Exercise set:
a: Reproduce the text on electric vehicle life cycle assessment between "Will the relative" and "other important factors?", inclusive, swapping "electricity mix" for "grid composition".
b: List each line of the entries that contains the word "queried".

Text excerpt:
^^^^^^^^^^^^^^^^
With the above information in mind, this study aims to comprehensively compare the life cycle energy consumption and GHG emission performance of BEVs and PHEVs, where both the fuel cycle and the vehicle material cycle are involved and two mainstream battery chemistries (LFP and NMC) are considered. Here, we attempt to address two questions:

Which electric vehicle technology corresponds to lower energy consumption and GHG emissions?

Will the relative outperformance of such vehicle technology change with the variation in battery chemistries, electricity mix, driving distance, and some other important factors?

2. Materials and Methods

Life cycle assessment (LCA) is a method to assess the life cycle potential environmental performance of a product or a service [13]. The standardized methodology defines four steps, the definition of the goal and scope, the life cycle inventory, the life cycle impact assessment and the interpretation of results. In this study, a comparison between BEVs and PHEVs is discussed by using the LCA approach to help us identify the superiority of these vehicle technologies in terms of energy savings and GHG emission reductions.
^^^^^^^^^^^^^^^^
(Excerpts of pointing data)
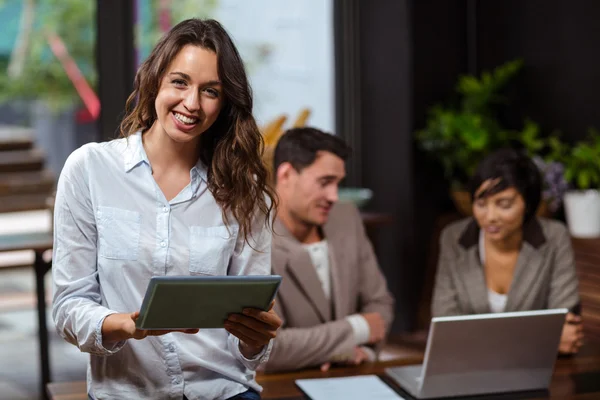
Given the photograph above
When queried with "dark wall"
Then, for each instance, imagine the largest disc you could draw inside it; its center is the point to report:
(439, 56)
(559, 42)
(412, 53)
(386, 122)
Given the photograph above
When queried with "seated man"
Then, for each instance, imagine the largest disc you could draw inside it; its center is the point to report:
(333, 300)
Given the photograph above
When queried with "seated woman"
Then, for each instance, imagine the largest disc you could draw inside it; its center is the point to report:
(504, 258)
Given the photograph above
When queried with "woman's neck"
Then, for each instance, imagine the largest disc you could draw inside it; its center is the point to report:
(164, 153)
(508, 244)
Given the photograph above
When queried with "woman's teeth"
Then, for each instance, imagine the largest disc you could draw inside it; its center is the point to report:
(185, 120)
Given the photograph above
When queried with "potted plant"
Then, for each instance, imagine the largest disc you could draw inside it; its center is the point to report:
(582, 171)
(460, 137)
(34, 75)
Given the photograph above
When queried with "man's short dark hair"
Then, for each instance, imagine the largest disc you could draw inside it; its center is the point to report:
(515, 169)
(299, 147)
^^^^^^^^^^^^^^^^
Responses to the tasks:
a:
Will the relative outperformance of such vehicle technology change with the variation in battery chemistries, grid composition, driving distance, and some other important factors?

b:
When queried with "dark wall"
When queried with "seated man"
When queried with "seated woman"
When queried with "woman's neck"
When queried with "woman's teeth"
When queried with "potted plant"
When queried with "man's short dark hair"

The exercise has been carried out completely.